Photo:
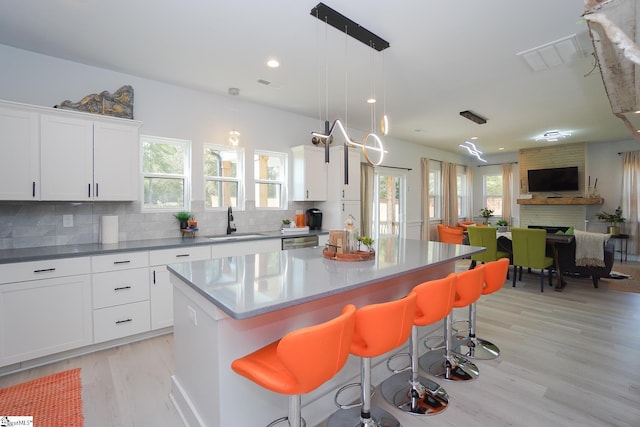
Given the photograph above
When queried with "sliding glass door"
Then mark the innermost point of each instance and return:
(389, 202)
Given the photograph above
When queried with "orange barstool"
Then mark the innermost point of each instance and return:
(407, 390)
(495, 274)
(301, 361)
(445, 363)
(379, 329)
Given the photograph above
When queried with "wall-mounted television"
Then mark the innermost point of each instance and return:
(554, 179)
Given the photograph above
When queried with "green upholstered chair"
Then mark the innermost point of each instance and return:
(529, 245)
(450, 234)
(486, 237)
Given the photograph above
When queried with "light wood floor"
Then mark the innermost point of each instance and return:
(568, 359)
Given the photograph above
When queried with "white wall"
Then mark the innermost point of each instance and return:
(171, 111)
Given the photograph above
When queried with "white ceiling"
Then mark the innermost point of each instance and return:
(445, 57)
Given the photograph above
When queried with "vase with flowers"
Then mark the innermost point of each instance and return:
(486, 213)
(613, 219)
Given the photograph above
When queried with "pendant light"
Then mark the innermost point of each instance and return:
(234, 135)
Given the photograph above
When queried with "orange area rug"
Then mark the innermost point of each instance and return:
(53, 401)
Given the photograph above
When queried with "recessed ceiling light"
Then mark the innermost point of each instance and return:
(273, 63)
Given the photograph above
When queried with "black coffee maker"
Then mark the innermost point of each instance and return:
(314, 219)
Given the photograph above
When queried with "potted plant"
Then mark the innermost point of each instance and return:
(486, 213)
(613, 219)
(183, 218)
(502, 225)
(367, 242)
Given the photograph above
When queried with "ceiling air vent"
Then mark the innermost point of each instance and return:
(553, 54)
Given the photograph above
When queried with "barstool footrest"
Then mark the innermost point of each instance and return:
(429, 399)
(452, 368)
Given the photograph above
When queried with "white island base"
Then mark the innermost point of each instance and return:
(206, 392)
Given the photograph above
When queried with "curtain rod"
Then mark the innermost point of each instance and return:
(393, 167)
(498, 164)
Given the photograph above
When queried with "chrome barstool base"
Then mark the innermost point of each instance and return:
(459, 369)
(432, 399)
(475, 348)
(351, 418)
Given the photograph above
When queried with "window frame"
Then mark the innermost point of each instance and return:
(186, 176)
(463, 191)
(435, 190)
(282, 181)
(239, 178)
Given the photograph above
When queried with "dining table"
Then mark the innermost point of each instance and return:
(553, 241)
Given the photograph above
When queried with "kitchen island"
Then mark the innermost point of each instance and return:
(227, 307)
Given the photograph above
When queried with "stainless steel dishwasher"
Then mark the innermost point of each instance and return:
(299, 242)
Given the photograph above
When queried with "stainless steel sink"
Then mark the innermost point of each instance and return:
(228, 237)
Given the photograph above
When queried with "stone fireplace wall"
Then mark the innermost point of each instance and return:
(552, 157)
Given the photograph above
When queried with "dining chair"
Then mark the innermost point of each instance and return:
(450, 234)
(529, 246)
(486, 237)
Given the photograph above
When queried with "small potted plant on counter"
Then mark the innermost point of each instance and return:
(183, 218)
(367, 242)
(613, 219)
(486, 213)
(501, 225)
* * * * * * *
Work required: Go through the entries. Report every line that contains the word "stainless".

Reply:
When queried with "stainless steel dishwasher"
When queried with "stainless steel sink"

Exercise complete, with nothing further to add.